# Tarefa proposta
Transcreva, sem alterar nada, o trecho da entrevista sobre humor que começa em "Pode definir esse" e segue até "porque é fácil.".

# Texto fornecido
####################
Os bolsominions costumam deixar comentários em suas redes sociais?Juro que não leio. Não tomar contato com a parte mais estridente do eleitorado de Bolsonaro foi a maneira que encontrei de permanecer são.

O senhor percebe em algum dos filhos do clã presidencial pendor para o humor? Embora goste da sintaxe doentia do Carluxo, o melhor talvez seja Eduardo falando inglês. Olha, está duro para os humoristas de hoje superar o anedotismo da realidade brasileira.

Pode definir esse humor de antigamente reavivado por Bolsonaro?Há uns quinze anos, quando comecei, os alvos dos humoristas eram os mesmos da polícia. Ria-se de pobres, negros, nordestinos, homossexuais. Para o bem geral da nação, isso mudou. Não é que não se podem mais fazer piadas desse tipo; elas só não têm mais a graça que tinham. Essa foi uma porta arrombada pelas minorias.

O politicamente correto reprime o humor em algum grau? Não. Ao contrário: ele obriga o humorista a encontrar caminhos mais inteligentes para fazer rir. Nosso trabalho ficou certamente mais duro na era do politicamente correto, mas ninguém escolhe fazer humor porque é fácil.
####################
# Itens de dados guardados
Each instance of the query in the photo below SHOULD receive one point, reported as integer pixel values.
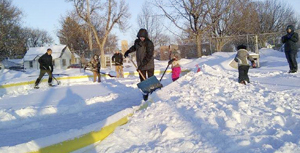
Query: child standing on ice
(176, 69)
(242, 57)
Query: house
(61, 55)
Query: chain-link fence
(253, 42)
(211, 45)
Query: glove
(126, 54)
(171, 61)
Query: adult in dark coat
(144, 49)
(46, 66)
(290, 46)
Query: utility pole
(256, 44)
(89, 27)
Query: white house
(61, 55)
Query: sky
(46, 15)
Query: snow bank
(210, 112)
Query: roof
(36, 52)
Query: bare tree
(153, 23)
(276, 17)
(110, 12)
(11, 38)
(73, 34)
(37, 37)
(189, 16)
(220, 17)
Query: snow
(206, 111)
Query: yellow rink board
(77, 77)
(91, 137)
(84, 140)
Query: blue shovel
(148, 85)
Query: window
(64, 62)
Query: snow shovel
(58, 82)
(148, 85)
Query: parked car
(74, 66)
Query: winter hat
(290, 27)
(241, 47)
(142, 33)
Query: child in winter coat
(176, 69)
(94, 66)
(242, 57)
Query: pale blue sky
(46, 14)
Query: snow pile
(210, 112)
(206, 111)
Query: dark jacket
(243, 57)
(46, 62)
(118, 59)
(144, 51)
(290, 40)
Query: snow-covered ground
(206, 111)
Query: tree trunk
(199, 47)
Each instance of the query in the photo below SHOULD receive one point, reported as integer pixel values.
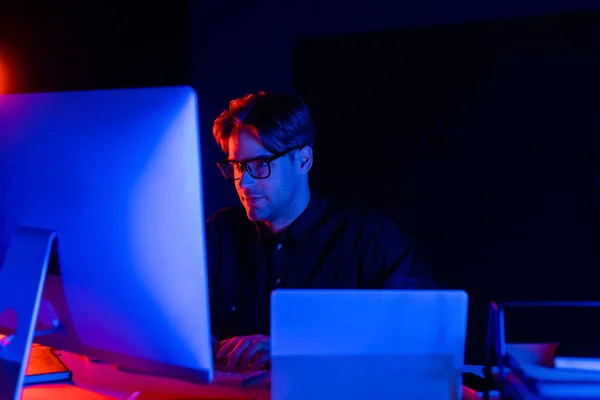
####################
# Solução do problema
Pode definir esse humor de antigamente reavivado por Bolsonaro?Há uns quinze anos, quando comecei, os alvos dos humoristas eram os mesmos da polícia. Ria-se de pobres, negros, nordestinos, homossexuais. Para o bem geral da nação, isso mudou. Não é que não se podem mais fazer piadas desse tipo; elas só não têm mais a graça que tinham. Essa foi uma porta arrombada pelas minorias.

O politicamente correto reprime o humor em algum grau? Não. Ao contrário: ele obriga o humorista a encontrar caminhos mais inteligentes para fazer rir. Nosso trabalho ficou certamente mais duro na era do politicamente correto, mas ninguém escolhe fazer humor porque é fácil.